Negligência, agressão psicológica e violência física são as violações mais relatadas
Mãe de três filhos, de 7,8 e 12 anos, Maria (nome fictício) foi denunciada no ano passado pelos vizinhos por negligência. Sem parentes ou amigos que pudessem ficar com as crianças, ela costumava as deixar sozinhas em casa para buscar terapias e consultas médicas para o menino mais novo que foi diagnosticado com autismo.
Situações como a dessa família não são raras no Brasil. O Disque 100, canal do Ministério de Direitos Humanos, recebeu 144.580 denúncias de violações de direitos de crianças e adolescentes em 2016. São 396 ocorrências por dia ou 16 a cada hora.
O dado integra o Cenário da Infância e da Adolescência no Brasil, elaborado pela Fundação Abrinq (Associação Brasileira dos Fabricantes de Brinquedo), que será lançado nesta terça-feira, 24. Dentre as denúncias recebidas pelo Disque 100, a maioria (71,3%) é por negligência, seguido de agressão psicológica (44,5%) e violência física (42,1%) – em uma ocorrência podem ser informados mais de um tipo de violação.
“O número de denúncias é muito alto, mas, infelizmente, acreditamos que ainda esteja subestimado. Muitas das violências contra a criança não são denunciadas. Em parte porque a agressão ocorre dentro de casa, mas também porque muitas pessoas ainda pensam que não devem interferir no ambiente familiar”, diz Heloisa Oliveira, administradora executiva da fundação.
Ela ainda ressalta que normalmente as crianças e adolescentes mais vulneráveis aos maus tratos são aquelas que já tiveram outros direitos violados pelo Estado, como acesso à educação, saúde e assistência social. O estudo mostra que no País há 5,8 milhões de crianças entre 0 e 14 anos (13,7% do total dessa faixa etária) vivendo em situação de extrema pobreza e 2,55 milhões entre 5 e 17 anos que trabalham.
“Há uma ausência de políticas estruturantes, com um olhar multissetorial, para proteger essas crianças. Possivelmente essas vítimas, que sofrem em casa, também não tiveram acesso à creche, lazer, esportes, condições sociais dignas”, afirma Heloisa.

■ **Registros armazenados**
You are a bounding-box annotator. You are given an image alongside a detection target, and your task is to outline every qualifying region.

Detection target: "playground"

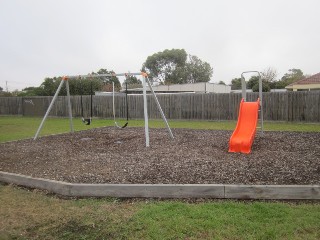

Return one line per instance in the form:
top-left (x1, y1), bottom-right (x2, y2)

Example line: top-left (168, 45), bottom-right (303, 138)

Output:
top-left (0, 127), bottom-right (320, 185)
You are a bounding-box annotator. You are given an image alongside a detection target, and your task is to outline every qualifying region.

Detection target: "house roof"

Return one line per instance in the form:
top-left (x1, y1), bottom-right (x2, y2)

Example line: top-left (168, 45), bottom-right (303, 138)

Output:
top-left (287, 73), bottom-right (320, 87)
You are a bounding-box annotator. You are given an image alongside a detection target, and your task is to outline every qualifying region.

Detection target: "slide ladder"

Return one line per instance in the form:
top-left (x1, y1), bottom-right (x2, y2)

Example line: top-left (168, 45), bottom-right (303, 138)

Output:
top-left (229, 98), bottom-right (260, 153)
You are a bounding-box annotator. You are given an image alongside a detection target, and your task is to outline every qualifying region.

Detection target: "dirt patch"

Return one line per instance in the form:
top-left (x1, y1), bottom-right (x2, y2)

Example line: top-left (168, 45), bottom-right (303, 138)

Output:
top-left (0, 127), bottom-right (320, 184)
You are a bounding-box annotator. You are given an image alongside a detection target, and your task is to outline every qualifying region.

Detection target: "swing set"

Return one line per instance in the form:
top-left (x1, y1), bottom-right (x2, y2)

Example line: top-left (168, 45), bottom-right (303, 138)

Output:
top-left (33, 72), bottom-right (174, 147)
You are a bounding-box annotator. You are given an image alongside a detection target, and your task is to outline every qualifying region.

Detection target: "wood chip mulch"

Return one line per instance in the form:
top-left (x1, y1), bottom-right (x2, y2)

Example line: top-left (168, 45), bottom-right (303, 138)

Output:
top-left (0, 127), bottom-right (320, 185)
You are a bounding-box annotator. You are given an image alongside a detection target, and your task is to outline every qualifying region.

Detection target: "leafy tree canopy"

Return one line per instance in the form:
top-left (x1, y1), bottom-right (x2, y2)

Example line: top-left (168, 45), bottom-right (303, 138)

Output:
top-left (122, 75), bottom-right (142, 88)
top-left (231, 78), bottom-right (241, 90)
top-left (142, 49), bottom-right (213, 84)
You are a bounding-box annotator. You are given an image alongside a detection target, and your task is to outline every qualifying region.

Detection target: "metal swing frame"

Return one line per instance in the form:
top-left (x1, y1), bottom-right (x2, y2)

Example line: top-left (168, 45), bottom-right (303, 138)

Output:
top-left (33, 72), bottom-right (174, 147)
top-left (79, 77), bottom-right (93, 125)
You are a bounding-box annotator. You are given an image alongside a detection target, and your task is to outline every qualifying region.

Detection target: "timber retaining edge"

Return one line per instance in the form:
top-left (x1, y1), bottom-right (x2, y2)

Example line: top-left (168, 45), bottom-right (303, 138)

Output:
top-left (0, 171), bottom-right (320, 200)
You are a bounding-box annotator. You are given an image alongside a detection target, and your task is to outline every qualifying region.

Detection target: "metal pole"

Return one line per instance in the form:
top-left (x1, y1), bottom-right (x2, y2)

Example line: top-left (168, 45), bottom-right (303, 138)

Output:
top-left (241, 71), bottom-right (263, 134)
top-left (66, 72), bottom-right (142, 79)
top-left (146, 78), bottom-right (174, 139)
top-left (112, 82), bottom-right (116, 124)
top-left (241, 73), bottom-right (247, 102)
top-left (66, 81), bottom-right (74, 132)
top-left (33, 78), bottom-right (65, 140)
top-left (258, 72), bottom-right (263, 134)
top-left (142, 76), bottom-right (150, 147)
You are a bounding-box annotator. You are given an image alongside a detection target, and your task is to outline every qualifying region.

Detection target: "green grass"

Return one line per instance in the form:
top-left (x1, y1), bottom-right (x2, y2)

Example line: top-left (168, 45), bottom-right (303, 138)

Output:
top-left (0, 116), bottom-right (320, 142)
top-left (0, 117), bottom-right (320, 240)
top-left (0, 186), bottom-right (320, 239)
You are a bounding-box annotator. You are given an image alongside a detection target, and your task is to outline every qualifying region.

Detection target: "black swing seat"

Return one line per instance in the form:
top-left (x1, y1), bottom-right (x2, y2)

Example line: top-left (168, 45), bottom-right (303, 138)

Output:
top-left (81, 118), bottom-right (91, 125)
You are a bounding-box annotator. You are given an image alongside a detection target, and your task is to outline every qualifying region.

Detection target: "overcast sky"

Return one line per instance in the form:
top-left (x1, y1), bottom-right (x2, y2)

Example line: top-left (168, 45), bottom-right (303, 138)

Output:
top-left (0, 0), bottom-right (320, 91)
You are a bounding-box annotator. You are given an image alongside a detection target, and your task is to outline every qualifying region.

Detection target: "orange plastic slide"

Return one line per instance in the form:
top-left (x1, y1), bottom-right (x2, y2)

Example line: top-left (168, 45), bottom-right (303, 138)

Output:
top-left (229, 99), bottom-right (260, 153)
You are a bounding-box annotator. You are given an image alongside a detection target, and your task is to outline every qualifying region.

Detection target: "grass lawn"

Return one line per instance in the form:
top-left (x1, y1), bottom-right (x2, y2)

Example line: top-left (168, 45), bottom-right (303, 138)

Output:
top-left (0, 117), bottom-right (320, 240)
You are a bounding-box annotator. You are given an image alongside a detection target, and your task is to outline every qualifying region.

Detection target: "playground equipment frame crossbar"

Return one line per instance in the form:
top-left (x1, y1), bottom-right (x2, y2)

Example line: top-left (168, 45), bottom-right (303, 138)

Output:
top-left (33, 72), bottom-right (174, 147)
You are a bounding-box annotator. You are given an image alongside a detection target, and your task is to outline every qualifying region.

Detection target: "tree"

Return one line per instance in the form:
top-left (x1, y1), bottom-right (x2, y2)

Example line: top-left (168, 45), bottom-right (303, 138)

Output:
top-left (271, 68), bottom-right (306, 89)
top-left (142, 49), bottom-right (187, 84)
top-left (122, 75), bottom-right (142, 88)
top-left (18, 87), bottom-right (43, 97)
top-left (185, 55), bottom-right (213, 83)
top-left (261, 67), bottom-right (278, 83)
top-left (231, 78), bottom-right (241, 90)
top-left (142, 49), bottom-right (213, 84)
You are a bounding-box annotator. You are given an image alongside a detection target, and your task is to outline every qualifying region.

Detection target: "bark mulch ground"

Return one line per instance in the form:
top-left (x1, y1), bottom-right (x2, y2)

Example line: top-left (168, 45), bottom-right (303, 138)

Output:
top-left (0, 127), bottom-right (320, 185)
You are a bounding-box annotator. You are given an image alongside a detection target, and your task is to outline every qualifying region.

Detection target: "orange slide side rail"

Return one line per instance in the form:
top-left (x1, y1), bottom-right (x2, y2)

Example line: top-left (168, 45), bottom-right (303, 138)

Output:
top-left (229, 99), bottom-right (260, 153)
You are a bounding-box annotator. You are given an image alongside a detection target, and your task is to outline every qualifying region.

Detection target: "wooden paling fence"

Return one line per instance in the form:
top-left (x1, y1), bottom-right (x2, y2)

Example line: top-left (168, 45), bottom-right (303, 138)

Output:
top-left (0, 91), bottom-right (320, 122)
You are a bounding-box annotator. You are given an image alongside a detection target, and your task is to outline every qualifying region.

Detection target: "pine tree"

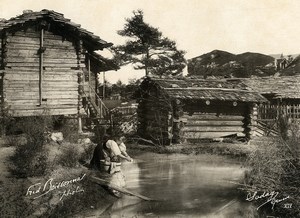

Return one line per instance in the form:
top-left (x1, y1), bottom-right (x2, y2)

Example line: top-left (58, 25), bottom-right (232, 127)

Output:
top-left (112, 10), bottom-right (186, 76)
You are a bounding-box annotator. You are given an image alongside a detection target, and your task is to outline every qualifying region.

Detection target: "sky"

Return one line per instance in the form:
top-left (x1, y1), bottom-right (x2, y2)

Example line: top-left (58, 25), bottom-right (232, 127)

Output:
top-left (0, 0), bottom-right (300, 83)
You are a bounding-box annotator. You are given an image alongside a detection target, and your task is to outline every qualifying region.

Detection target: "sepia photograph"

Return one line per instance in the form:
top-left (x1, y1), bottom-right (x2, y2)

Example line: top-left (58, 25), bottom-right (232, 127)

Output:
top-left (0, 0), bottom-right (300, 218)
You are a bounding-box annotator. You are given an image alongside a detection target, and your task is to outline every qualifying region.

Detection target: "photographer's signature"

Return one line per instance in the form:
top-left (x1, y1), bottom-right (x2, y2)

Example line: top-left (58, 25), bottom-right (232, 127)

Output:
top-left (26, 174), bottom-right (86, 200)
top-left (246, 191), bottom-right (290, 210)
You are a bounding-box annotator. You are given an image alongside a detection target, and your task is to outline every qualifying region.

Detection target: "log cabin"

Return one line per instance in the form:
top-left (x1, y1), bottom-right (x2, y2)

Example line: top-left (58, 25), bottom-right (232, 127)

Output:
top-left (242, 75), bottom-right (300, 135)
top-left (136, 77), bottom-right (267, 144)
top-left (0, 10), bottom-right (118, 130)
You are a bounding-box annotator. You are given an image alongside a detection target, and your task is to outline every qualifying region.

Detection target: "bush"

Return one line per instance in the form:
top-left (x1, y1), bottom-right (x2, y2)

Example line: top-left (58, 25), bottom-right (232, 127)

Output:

■ **TAREFA 1**
Segundo a reportagem sobre violações contra crianças, quantas denúncias o Disque 100 recebeu em 2016?
■ **TAREFA 2**
Repita, por favor, o trecho da reportagem sobre violações contra crianças de "Negligência, agressão psicológica" a "a cada hora.".
■ **TAREFA 3**
Dê continuidade à reportagem sobre violações contra crianças a partir da última frase apresentada.
Não é preciso consultar a listagem.

■ **RESPOSTA 1**
144.580 denúncias.

■ **RESPOSTA 2**
Negligência, agressão psicológica e violência física são as violações mais relatadas
Mãe de três filhos, de 7,8 e 12 anos, Maria (nome fictício) foi denunciada no ano passado pelos vizinhos por negligência. Sem parentes ou amigos que pudessem ficar com as crianças, ela costumava as deixar sozinhas em casa para buscar terapias e consultas médicas para o menino mais novo que foi diagnosticado com autismo.
Situações como a dessa família não são raras no Brasil. O Disque 100, canal do Ministério de Direitos Humanos, recebeu 144.580 denúncias de violações de direitos de crianças e adolescentes em 2016. São 396 ocorrências por dia ou 16 a cada hora.

■ **RESPOSTA 3**
Apesar das denúncias contra Maria, a situação da família só mudou quando a direção da escola das crianças acionou o Conselho Tutelar e o Centro de Referência de Assistência Social (Cras) para entender o que ocorria na casa. “Percebemos que ela tinha dificuldades financeiras, falta de apoio e até de informação sobre o que ela tinha direito. Ela não queria causar mal às crianças, estava fazendo o que acreditava ser melhor por não ver opções”, conta Cláudio Marques da Silva Neto, diretor da Escola Municipal de Ensino Fundamental (EMEF) Infante Dom Henrique, no Canindé, região central de São Paulo.
Sem ter quem cuidasse das crianças e por não saber quais serviços de saúde buscar o atendimento para o menino mais novo, ela deixava os filhos sozinhos em casa e eles muitas vezes faltavam à escola por não ter quem os levasse. “Como fizemos uma reunião com profissionais de várias áreas, elas recebeu as informações que precisava e foi encaminhada para os serviços corretos”, conta Silva Neto.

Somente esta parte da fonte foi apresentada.